- **GIVEN TASK**: Give the lines from the one containing "Can you find the pink-tinged" through the one containing "x=618, y=635", inclusive, as a JSON list of strings, with one string for each line and blank lines left out. Leave the pictures out of the answer.

- **DATASET**:
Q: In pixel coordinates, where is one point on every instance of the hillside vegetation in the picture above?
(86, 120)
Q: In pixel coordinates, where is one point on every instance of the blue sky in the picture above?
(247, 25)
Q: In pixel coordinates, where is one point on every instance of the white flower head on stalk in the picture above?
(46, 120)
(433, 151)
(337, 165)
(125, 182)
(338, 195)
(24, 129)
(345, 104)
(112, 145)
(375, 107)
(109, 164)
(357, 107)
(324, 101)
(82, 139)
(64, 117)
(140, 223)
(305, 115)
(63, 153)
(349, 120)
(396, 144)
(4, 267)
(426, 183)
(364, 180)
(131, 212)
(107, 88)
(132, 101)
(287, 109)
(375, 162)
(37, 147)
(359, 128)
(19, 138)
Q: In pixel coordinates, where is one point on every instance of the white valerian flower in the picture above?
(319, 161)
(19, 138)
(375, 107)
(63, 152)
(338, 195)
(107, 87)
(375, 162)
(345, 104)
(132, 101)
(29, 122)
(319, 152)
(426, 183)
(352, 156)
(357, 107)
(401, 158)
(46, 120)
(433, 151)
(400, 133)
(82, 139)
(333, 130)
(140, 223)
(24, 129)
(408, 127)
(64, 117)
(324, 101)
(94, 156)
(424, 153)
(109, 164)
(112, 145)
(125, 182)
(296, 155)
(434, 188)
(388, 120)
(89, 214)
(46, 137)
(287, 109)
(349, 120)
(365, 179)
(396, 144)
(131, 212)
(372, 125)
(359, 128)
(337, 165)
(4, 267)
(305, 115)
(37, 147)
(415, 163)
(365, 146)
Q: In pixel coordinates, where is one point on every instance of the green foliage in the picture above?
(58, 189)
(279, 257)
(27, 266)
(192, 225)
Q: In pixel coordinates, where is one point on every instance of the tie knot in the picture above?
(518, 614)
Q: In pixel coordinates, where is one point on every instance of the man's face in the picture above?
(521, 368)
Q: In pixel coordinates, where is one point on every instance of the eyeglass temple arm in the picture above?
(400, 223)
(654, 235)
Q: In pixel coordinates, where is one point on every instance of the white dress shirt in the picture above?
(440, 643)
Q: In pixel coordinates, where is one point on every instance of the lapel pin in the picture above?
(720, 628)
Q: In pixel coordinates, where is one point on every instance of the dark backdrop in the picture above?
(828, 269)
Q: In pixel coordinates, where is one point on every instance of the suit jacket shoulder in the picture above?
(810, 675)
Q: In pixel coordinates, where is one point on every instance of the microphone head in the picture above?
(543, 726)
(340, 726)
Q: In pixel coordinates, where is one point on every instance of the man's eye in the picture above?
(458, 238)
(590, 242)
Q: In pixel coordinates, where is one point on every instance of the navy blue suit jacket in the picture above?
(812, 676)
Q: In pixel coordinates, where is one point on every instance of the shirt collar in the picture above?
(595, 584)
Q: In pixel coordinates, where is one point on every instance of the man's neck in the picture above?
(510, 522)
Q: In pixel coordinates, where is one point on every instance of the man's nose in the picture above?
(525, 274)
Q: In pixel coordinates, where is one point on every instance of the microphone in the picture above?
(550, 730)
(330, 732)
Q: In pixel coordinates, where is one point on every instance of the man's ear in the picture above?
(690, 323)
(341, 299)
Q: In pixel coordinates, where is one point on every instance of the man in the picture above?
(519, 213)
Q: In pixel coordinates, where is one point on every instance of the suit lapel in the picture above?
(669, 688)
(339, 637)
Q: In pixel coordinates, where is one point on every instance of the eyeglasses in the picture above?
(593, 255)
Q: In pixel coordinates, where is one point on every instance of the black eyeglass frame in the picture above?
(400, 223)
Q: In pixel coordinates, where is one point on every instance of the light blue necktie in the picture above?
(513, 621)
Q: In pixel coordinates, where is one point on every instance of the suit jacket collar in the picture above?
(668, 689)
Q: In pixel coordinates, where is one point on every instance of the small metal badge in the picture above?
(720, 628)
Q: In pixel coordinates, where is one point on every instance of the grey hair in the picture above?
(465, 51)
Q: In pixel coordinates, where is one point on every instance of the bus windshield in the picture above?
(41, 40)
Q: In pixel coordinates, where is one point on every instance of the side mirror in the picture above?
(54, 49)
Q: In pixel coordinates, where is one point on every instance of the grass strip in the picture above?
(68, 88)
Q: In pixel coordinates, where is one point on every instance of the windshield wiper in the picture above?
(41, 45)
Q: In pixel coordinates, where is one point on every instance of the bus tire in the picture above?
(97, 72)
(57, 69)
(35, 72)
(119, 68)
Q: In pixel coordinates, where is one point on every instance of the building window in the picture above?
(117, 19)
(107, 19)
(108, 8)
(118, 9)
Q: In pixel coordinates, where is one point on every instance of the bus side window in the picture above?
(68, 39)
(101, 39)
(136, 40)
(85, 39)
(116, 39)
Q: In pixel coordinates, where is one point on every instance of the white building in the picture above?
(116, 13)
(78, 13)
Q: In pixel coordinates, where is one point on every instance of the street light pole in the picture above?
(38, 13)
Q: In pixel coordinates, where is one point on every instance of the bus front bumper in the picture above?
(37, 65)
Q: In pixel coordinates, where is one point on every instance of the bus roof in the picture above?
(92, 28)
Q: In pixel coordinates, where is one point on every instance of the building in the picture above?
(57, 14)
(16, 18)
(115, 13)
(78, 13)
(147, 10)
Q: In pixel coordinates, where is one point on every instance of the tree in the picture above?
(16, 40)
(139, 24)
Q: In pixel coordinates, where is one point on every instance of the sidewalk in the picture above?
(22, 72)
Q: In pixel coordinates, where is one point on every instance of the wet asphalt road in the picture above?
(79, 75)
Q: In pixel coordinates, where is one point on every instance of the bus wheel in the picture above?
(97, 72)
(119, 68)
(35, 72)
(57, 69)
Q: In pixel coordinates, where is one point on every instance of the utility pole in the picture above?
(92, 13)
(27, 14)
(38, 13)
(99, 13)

---

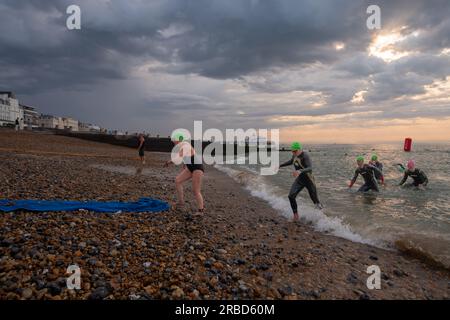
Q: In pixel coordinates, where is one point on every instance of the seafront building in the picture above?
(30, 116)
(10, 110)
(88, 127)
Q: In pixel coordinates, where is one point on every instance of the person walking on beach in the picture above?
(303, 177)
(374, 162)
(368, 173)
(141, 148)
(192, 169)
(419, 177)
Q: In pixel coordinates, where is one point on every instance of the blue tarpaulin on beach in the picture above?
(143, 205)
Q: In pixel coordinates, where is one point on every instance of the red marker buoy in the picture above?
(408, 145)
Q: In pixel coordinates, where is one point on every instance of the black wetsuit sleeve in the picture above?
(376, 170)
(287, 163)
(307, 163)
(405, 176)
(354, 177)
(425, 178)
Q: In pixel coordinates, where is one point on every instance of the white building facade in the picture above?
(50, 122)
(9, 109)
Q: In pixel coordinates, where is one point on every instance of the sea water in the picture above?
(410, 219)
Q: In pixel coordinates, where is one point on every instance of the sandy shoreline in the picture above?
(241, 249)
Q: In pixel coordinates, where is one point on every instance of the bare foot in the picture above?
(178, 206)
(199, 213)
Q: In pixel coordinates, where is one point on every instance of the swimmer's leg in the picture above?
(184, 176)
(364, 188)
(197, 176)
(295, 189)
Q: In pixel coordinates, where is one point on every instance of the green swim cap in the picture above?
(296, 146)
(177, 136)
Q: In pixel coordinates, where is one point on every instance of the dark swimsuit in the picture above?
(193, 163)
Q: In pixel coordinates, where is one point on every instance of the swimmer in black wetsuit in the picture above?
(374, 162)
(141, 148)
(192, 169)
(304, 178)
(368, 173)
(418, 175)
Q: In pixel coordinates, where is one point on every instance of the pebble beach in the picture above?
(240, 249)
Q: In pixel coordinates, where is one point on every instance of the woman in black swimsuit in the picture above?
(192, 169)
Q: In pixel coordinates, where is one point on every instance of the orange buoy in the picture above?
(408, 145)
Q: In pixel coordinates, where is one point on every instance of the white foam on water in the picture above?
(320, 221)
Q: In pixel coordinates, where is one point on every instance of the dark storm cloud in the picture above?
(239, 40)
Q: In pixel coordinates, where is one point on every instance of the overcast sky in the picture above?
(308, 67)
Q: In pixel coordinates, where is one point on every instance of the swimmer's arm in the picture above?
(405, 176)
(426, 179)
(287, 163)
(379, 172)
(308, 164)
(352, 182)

==

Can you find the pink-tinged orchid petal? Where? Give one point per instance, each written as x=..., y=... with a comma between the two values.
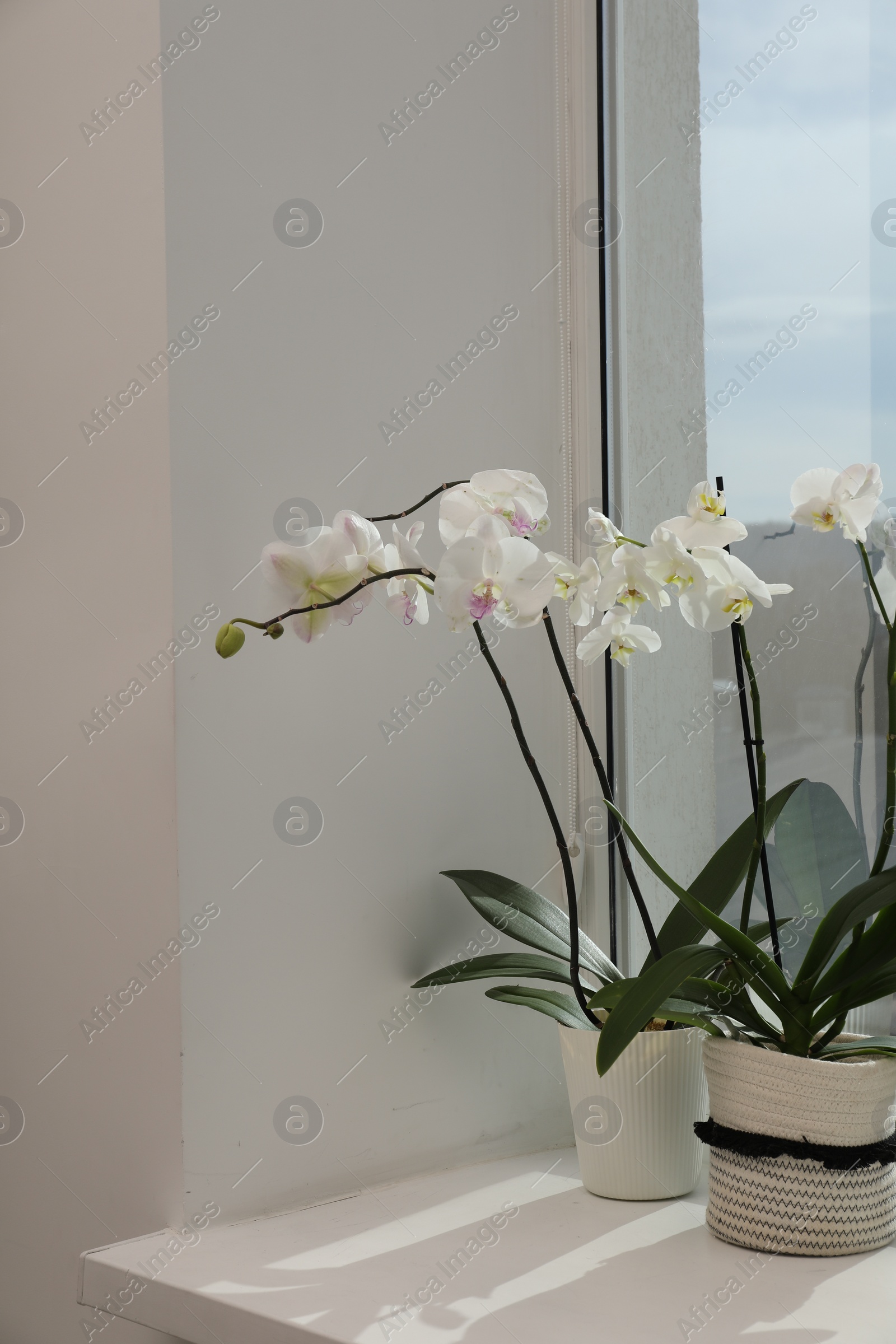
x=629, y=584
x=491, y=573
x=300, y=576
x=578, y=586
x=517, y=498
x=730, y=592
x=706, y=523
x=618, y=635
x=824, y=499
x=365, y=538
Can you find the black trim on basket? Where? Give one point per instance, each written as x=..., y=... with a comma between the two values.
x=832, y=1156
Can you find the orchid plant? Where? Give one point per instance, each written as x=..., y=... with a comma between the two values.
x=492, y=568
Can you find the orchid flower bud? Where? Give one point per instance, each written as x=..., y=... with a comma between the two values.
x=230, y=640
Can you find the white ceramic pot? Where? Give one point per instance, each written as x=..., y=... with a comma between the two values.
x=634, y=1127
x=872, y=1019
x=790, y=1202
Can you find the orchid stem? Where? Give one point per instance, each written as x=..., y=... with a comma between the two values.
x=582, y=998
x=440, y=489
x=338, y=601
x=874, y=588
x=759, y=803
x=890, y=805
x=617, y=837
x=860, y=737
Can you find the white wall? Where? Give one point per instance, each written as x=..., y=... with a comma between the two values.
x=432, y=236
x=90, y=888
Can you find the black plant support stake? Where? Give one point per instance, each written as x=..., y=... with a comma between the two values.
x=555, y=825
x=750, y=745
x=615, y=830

- **REPLY TO THE EXERCISE**:
[
  "Can you find the pink-tinged orchid petal? Where? Give one point per instance, each written as x=..., y=... with a comma between the two values.",
  "x=629, y=584",
  "x=491, y=573",
  "x=300, y=576",
  "x=578, y=586",
  "x=517, y=498",
  "x=730, y=592",
  "x=706, y=523",
  "x=618, y=635"
]